■ Exercise task ■
Write out the entries again exactly as they are given.

■ Extracted records ■
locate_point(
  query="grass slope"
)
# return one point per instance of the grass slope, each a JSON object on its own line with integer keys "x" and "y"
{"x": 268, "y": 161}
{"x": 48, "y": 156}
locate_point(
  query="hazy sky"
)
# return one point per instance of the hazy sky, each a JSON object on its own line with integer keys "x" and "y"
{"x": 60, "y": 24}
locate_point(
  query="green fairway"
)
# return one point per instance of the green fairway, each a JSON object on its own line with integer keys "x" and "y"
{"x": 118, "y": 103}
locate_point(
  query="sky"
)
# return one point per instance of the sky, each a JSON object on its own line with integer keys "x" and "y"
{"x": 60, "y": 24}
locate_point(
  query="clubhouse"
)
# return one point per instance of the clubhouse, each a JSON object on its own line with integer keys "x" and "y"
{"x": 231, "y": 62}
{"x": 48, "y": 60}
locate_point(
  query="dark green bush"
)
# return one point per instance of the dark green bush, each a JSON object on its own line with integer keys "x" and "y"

■ Response to this exercise ■
locate_point(
  query="grass slope"
)
# return one point per instance of the grass slope, each a JSON object on its own line with integer keys "x" and "y"
{"x": 268, "y": 161}
{"x": 48, "y": 156}
locate_point(
  query="hazy sky"
)
# return one point per instance of the hazy sky, each a JSON object on its own line with integer keys "x" and "y"
{"x": 60, "y": 24}
locate_point(
  query="green fairway"
)
# return one point per instance of the green fairway, each a JSON object on its own line with integer keys "x" and "y"
{"x": 118, "y": 103}
locate_point(
  query="sky"
)
# return one point per instance of the sky, each a JSON object on its own line with integer keys "x" and "y"
{"x": 60, "y": 24}
locate_point(
  query="clubhouse"
)
# return one point per instance of the clubhouse, each a JSON object on its own line with integer keys "x" and "y"
{"x": 231, "y": 62}
{"x": 48, "y": 60}
locate_point(
  query="dark green bush"
)
# return one point per instance of the dark green bush, each a JSON object on its own line with integer keys "x" and "y"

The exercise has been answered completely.